--- Provided text ---
--- begin ---

Technically speaking, a digital signature applies to a string of bits, whereas humans and applications "believe" that they sign the semantic interpretation of those bits. In order to be semantically interpreted, the bit string must be transformed into a form that is meaningful for humans and applications, and this is done through a combination of hardware and software based processes on a computer system. The problem is that the semantic interpretation of bits can change as a function of the processes used to transform the bits into semantic content. It is relatively easy to change the interpretation of a digital document by implementing changes on the computer system where the document is being processed. From a semantic perspective this creates uncertainty about what exactly has been signed. WYSIWYS (What You See Is What You Sign)[38] means that the semantic interpretation of a signed message cannot be changed. In particular this also means that a message cannot contain hidden information that the signer is unaware of, and that can be revealed after the signature has been applied. WYSIWYS is a requirement for the validity of digital signatures, but this requirement is difficult to guarantee because of the increasing complexity of modern computer systems. The term WYSIWYS was coined by Peter Landrock and Torben Pedersen to describe some of the principles in delivering secure and legally binding digital signatures for Pan-European projects.[38]
An ink signature could be replicated from one document to another by copying the image manually or digitally, but to have credible signature copies that can resist some scrutiny is a significant manual or technical skill, and to produce ink signature copies that resist professional scrutiny is very difficult.

--- end ---

--- Problems ---
1 - Using the passage on digital signatures, answer each question briefly:
(a) What does the abbreviation WYSIWYS stand for?
(b) Who coined the term WYSIWYS?
(c) Which kind of ink signature copy does the passage describe as very difficult to produce?
2 - Extend the passage on digital signatures from the point where it stops, keeping its formal tone.

--- Extracted data ---
--- begin ---

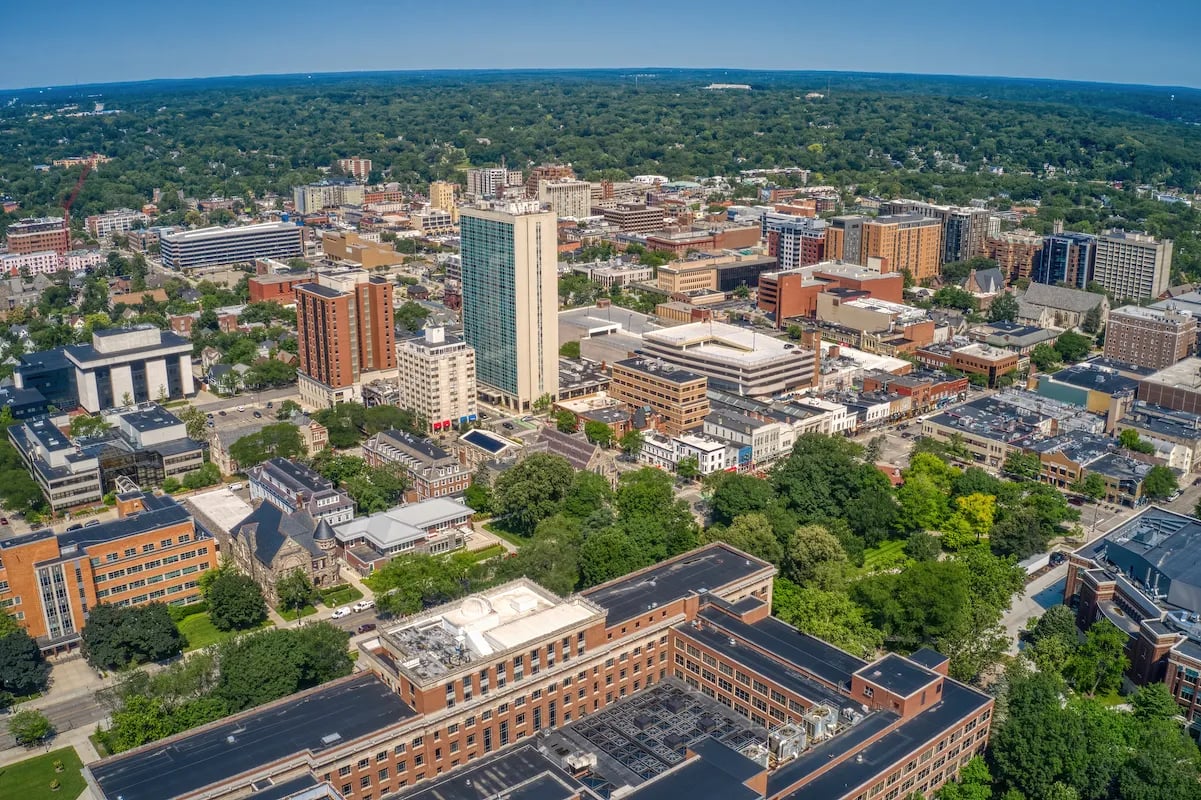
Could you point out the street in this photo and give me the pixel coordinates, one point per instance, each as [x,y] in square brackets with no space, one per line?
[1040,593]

--- end ---
--- begin ---

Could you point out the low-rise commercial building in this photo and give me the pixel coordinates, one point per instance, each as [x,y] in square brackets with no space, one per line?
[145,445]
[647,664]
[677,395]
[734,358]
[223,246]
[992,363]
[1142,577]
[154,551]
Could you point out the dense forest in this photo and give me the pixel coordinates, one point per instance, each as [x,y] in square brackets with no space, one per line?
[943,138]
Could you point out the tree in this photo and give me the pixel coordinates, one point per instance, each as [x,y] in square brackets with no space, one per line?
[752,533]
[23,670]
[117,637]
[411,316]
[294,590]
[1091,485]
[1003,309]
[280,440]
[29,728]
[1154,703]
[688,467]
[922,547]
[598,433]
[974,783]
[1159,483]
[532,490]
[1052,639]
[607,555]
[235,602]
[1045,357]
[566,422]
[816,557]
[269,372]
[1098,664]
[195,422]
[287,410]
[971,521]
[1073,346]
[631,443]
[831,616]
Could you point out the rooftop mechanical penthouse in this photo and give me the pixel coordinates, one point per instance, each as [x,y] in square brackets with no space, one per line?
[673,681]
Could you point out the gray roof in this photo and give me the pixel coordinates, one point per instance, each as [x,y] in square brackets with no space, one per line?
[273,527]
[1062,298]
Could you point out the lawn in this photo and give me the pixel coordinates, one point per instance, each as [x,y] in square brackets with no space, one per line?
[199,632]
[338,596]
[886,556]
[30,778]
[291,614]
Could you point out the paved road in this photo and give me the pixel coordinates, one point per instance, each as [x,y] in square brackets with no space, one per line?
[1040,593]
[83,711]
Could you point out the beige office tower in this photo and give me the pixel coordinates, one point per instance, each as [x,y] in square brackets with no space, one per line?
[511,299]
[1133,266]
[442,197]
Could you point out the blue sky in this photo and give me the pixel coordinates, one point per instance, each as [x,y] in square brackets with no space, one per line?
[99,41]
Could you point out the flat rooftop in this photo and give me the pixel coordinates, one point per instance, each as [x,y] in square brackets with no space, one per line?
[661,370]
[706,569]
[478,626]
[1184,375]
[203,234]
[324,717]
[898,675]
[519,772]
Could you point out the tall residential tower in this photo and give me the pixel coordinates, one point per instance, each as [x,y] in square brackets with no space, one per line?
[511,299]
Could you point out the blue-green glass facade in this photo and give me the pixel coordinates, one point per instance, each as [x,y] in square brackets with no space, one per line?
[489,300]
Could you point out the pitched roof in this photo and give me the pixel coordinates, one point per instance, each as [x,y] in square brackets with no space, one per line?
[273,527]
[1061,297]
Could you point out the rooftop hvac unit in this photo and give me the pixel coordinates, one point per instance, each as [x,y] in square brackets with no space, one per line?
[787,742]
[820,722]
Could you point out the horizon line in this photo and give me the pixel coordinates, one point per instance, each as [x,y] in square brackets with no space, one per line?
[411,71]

--- end ---
--- begin ---

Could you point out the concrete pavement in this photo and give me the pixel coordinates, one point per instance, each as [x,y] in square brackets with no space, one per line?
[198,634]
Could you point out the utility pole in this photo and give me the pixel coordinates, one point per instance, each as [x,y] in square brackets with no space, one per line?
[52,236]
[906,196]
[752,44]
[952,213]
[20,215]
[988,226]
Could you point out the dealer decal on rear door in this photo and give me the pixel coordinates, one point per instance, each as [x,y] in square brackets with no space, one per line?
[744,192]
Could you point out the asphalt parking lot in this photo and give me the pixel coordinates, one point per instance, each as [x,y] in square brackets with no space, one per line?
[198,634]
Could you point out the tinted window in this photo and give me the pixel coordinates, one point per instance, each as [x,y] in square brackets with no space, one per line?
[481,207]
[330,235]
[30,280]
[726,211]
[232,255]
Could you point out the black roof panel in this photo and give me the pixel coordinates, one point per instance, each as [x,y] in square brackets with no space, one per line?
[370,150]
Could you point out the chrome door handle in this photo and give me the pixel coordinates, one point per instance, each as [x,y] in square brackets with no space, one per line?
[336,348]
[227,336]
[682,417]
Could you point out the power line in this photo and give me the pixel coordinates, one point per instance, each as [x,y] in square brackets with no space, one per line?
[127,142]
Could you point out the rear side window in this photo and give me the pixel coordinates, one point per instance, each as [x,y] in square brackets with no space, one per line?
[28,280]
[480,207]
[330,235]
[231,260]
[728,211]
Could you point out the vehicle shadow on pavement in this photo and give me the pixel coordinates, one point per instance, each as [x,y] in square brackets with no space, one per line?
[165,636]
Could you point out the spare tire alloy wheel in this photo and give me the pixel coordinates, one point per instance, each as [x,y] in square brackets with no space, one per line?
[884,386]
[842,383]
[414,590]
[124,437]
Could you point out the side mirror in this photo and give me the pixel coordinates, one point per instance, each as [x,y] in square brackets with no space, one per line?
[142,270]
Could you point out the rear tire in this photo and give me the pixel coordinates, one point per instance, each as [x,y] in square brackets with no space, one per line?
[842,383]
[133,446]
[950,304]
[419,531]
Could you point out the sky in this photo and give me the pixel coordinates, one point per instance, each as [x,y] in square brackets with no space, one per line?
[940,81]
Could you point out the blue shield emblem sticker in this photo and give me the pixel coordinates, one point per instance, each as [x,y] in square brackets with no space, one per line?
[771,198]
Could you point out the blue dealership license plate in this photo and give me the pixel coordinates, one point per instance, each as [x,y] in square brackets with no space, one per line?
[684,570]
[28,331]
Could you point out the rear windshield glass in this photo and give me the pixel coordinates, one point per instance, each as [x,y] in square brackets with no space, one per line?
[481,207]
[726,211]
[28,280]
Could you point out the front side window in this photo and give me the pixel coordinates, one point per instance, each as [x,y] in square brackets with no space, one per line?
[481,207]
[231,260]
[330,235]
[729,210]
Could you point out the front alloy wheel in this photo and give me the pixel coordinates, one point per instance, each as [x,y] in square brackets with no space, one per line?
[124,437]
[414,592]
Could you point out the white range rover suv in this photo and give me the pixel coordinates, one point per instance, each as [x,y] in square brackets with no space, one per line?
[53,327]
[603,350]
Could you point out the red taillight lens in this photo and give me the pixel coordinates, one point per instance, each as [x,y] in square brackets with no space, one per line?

--- end ---

--- Task results ---
1 -
(a) What You See Is What You Sign
(b) Peter Landrock and Torben Pedersen
(c) Ink signature copies that resist professional scrutiny

2 -
Digital signatures cryptographically bind an electronic identity to an electronic document and the digital signature cannot be copied to another document. Paper contracts sometimes have the ink signature block on the last page, and the previous pages may be replaced after a signature is applied. Digital signatures can be applied to an entire document, such that the digital signature on the last page will indicate tampering if any data on any of the pages have been altered, but this can also be achieved by signing with ink and numbering all pages of the contract.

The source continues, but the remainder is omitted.